WHAT IS EXPECTED: Copy out all lines of the listing below that hold "light".

DATA EXTRACTS:
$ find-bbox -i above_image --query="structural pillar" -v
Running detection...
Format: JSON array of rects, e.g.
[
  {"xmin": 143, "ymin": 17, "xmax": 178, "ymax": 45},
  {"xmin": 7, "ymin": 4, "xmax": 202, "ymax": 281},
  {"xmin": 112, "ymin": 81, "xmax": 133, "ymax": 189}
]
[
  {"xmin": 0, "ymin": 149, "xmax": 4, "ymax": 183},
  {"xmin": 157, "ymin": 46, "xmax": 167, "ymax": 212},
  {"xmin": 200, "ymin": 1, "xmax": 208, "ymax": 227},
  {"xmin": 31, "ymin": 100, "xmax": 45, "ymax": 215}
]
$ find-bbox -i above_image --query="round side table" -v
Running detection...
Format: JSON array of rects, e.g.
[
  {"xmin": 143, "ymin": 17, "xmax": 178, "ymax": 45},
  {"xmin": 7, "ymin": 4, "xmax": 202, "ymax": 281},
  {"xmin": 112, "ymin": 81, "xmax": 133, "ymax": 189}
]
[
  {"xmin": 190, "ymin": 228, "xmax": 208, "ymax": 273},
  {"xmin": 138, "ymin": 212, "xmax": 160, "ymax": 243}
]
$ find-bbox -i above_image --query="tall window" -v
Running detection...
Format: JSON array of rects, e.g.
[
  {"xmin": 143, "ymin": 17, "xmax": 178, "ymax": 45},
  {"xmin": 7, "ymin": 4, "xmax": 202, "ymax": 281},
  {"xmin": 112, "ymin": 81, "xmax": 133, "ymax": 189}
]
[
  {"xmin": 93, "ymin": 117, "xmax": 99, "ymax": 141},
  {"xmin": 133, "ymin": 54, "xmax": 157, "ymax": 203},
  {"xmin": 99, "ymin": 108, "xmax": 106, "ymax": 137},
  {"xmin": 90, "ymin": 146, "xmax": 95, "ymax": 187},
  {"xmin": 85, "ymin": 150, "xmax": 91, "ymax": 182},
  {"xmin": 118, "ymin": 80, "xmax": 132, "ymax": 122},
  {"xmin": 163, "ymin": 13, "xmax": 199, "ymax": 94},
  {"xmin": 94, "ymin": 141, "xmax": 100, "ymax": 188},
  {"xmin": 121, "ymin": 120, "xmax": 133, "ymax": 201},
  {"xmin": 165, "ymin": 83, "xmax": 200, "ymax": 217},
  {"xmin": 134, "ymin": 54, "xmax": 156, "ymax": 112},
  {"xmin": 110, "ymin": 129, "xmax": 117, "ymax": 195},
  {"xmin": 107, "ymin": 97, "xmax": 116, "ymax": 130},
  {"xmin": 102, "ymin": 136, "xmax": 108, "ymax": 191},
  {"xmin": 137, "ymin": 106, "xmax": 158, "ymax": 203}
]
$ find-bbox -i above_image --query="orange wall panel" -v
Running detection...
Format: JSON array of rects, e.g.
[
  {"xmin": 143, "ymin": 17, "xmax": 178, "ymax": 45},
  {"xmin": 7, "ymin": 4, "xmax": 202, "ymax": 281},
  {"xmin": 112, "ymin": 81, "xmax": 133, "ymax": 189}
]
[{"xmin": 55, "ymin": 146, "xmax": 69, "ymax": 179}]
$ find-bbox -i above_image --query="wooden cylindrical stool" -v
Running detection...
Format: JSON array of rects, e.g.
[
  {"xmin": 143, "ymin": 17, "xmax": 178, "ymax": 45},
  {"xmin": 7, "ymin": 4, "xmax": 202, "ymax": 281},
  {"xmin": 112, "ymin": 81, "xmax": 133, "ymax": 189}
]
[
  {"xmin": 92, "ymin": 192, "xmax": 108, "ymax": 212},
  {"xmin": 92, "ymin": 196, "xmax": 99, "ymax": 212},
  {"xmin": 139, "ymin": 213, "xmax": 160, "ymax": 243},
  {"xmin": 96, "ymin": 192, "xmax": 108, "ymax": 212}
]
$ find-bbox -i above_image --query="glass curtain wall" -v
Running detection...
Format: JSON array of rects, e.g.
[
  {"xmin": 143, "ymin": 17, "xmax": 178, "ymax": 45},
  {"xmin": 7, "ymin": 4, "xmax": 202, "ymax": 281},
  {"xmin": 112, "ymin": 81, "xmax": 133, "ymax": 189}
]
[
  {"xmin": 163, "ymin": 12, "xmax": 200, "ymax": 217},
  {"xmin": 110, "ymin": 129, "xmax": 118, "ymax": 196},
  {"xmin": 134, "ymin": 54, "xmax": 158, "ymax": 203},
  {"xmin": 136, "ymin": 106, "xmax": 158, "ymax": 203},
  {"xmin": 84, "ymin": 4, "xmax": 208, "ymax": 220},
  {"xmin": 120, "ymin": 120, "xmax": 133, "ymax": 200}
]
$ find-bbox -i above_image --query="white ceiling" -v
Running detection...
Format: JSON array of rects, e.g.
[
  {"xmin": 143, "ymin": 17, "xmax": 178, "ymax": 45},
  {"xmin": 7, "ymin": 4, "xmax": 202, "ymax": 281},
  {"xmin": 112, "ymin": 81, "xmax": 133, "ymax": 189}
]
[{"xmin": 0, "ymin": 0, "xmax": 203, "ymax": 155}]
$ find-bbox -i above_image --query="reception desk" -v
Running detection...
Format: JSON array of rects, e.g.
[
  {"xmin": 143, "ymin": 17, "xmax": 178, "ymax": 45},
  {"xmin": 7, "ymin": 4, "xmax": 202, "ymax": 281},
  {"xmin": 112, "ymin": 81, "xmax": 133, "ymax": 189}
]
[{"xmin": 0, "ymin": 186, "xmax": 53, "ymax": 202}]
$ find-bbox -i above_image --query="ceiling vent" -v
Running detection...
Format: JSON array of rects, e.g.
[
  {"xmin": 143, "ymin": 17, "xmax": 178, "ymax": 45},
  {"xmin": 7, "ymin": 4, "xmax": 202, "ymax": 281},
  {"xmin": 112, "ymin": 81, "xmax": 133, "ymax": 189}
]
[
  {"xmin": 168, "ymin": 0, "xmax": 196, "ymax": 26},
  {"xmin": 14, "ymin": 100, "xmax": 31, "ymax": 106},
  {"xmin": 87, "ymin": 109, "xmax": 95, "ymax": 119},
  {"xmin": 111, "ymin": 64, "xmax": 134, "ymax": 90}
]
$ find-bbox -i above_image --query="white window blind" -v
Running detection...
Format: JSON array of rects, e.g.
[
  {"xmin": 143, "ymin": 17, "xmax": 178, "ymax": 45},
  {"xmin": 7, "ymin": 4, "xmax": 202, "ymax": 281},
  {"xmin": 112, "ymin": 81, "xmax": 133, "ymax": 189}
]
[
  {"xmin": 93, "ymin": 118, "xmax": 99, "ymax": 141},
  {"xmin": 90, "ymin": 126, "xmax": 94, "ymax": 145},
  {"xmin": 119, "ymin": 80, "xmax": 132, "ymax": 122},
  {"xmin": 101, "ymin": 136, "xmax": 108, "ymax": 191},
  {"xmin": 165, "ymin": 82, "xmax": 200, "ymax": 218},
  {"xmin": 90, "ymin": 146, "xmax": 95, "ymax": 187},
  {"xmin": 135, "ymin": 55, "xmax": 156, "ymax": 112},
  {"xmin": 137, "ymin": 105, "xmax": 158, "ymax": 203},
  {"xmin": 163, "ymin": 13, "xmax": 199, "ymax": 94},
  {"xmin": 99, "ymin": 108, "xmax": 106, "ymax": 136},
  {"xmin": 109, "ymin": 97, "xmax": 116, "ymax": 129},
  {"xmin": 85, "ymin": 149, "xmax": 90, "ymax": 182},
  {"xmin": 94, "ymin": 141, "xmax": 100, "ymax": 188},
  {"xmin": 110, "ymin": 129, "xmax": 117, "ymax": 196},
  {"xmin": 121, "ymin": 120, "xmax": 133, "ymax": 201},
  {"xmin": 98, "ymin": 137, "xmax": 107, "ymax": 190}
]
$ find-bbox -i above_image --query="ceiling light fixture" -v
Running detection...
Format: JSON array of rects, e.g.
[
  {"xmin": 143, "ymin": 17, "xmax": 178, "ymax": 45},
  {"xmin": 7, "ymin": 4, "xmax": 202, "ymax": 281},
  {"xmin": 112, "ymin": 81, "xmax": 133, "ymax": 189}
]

---

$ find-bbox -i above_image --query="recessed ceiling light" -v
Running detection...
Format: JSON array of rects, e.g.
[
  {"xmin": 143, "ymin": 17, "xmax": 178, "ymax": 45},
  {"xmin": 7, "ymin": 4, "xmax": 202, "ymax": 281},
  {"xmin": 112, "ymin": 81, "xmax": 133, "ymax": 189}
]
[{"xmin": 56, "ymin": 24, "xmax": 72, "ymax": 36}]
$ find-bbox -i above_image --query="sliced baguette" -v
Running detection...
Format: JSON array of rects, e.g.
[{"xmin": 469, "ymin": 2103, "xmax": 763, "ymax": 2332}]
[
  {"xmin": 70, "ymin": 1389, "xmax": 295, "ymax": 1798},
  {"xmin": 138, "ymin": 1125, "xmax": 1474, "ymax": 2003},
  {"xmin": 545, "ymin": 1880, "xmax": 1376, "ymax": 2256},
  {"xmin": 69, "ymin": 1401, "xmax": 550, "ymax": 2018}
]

SOLUTION FOR THIS EXERCISE:
$ find-bbox -i above_image --query="ceiling light fixture" -v
$ find-bbox -i above_image --query="recessed ceiling light" -v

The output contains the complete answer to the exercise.